### Try it
The entries below should be quoted exactly, with no pictures carried over.

[Referring expression pointing data]

_____

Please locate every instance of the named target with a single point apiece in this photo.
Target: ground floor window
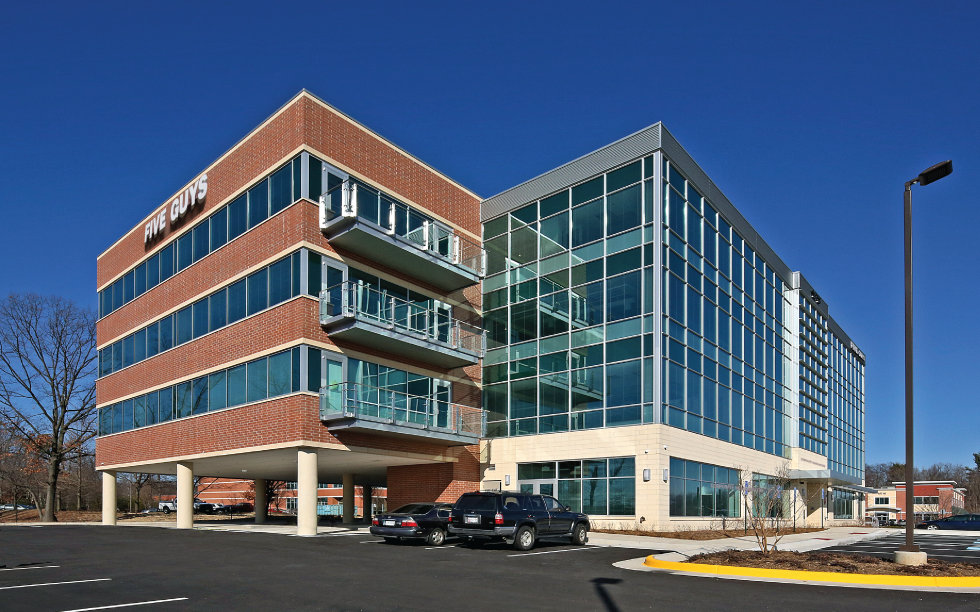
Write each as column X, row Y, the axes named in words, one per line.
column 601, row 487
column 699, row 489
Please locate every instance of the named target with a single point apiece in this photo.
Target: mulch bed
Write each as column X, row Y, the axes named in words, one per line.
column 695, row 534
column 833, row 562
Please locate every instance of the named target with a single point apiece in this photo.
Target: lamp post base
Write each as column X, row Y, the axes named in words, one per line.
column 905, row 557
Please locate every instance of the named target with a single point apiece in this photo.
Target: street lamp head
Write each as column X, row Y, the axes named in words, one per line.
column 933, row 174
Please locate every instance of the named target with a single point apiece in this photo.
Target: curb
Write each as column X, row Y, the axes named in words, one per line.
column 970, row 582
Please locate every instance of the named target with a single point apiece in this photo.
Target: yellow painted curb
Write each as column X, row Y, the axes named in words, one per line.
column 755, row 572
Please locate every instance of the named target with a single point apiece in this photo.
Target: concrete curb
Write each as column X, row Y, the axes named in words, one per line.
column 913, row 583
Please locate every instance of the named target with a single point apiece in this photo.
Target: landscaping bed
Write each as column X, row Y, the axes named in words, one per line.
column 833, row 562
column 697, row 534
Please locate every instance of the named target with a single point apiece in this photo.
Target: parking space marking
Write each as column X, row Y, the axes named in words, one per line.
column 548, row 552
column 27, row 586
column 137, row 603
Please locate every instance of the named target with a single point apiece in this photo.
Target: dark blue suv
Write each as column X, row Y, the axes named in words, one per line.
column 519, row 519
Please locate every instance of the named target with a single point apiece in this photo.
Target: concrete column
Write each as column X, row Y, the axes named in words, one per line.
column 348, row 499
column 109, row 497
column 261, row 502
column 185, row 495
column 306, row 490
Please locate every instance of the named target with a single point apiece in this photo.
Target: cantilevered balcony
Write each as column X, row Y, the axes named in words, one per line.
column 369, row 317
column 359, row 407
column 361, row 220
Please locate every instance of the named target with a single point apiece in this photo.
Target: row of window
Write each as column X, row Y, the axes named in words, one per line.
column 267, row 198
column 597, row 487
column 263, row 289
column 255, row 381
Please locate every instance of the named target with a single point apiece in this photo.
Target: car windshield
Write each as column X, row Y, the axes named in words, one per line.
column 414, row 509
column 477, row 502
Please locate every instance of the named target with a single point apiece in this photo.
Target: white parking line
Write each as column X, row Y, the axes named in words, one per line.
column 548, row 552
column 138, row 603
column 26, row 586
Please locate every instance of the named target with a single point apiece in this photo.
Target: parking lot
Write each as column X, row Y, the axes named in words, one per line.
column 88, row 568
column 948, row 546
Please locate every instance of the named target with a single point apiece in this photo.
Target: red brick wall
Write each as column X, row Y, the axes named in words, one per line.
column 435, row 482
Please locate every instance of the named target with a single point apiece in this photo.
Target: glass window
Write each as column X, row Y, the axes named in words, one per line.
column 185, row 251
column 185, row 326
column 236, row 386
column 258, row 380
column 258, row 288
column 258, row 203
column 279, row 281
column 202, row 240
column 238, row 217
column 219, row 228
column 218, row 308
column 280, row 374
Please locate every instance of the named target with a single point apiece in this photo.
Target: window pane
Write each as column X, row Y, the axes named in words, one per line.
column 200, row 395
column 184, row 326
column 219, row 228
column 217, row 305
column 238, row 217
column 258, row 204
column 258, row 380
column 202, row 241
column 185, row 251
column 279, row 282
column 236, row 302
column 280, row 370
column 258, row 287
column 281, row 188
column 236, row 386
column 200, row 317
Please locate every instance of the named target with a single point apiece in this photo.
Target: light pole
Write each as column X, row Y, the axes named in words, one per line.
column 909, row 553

_____

### Task result
Please locate every instance of the named target with a single point apiece in this photo.
Target: ground floor window
Write each as column X, row Y, the axes named in words, one per line.
column 601, row 487
column 699, row 489
Please locate every instance of the named target with a single point apiece in this photo.
Target: mulch bed
Write each as column X, row Y, the axes named in words, one per line.
column 695, row 534
column 833, row 562
Please locate every instance of the named target with a single point apiece in this photo.
Target: lamp post base
Write each as column X, row Y, the axes named in words, one per line.
column 905, row 557
Please locate every instance of the named target with a single point apiece in this photo.
Target: street lamp head
Write each as column X, row Y, the axes named in words, one per line.
column 933, row 174
Please locate every instance of the named target with a single point apiece in this photo.
Target: curb
Write each as column X, row Y, the axes named in words, one per line.
column 970, row 582
Please locate every instance of the named target with a single point apiece in this photo.
Target: yellow painted curb
Write each as column X, row Y, the axes named in words, one per line.
column 755, row 572
Please locate every instance of the named target with a single point apiece in this photo.
Target: concrete curb
Write each as column X, row Y, the axes named in words, one per line.
column 913, row 583
Please locate every instance of the named target with a single point apiece in this photo.
Target: landscaping bed
Write each as column X, row Y, the axes named in words, one per line.
column 833, row 562
column 697, row 534
Please locate every instance of the named target with a single point apiece in this photo.
Target: parking space marking
Write each as column X, row Y, the axes named in words, one per line.
column 548, row 552
column 27, row 586
column 137, row 603
Please locate every instance of the named target with a single point apiece in this photo.
Target: dark blue suv
Write each as column X, row Y, the axes named in words, one per line.
column 519, row 519
Please locate every instance of the named target with a single point apiece in this photo.
Target: concrete column
Write each as column X, row Y, the axes named in words, one per line.
column 348, row 499
column 109, row 497
column 261, row 502
column 185, row 495
column 306, row 490
Please locate every instance of the named target with a single point apiece in this photo.
Target: cantilevered balcony
Write each as column X, row Y, the axes named in words, one per line.
column 369, row 317
column 359, row 407
column 361, row 220
Please locate every instance of the named target with a single point apiece in this photo.
Target: row of window
Write each as column X, row Y, the axes named in words, one per line.
column 267, row 198
column 597, row 487
column 263, row 289
column 255, row 381
Please locate every instance of the named target with a single point apiece in this photo.
Target: car windshield
Write each as column X, row Y, the axes named in words, one per line.
column 414, row 509
column 477, row 502
Please locate every instance of the named target with a single point apiece in this photo.
Target: white parking line
Write each as column X, row Y, the axes named in words, one per line.
column 548, row 552
column 138, row 603
column 26, row 586
Please locate every instance of the named target with a single point apiece in this photo.
Target: parking lot
Write each as column X, row Y, the axes named in words, one per line.
column 88, row 568
column 948, row 546
Please locate every instance of the named target with a single point apiece in this photo.
Target: red brick wall
Write each as column X, row Y, the axes named in words, one per line.
column 435, row 482
Please locate every instance of the named target with a single point apiece in this photo.
Target: glass window
Write each as column X, row Y, the axes named in words, one per line.
column 185, row 251
column 185, row 326
column 236, row 386
column 258, row 380
column 258, row 288
column 258, row 203
column 279, row 281
column 202, row 240
column 238, row 217
column 219, row 228
column 218, row 308
column 280, row 374
Please locate every instance of the named target with a single point apiece in this photo.
Target: window pane
Write each as column X, row Y, the axes named in words, one per line.
column 200, row 395
column 184, row 326
column 219, row 228
column 217, row 305
column 238, row 217
column 258, row 204
column 258, row 380
column 202, row 241
column 185, row 251
column 279, row 282
column 236, row 302
column 280, row 370
column 258, row 287
column 281, row 188
column 236, row 386
column 200, row 317
Please locate every instance of the named target with a single point apiece in this photo.
Target: light pole
Write each as column X, row Y, the axes named in words, one per line.
column 909, row 553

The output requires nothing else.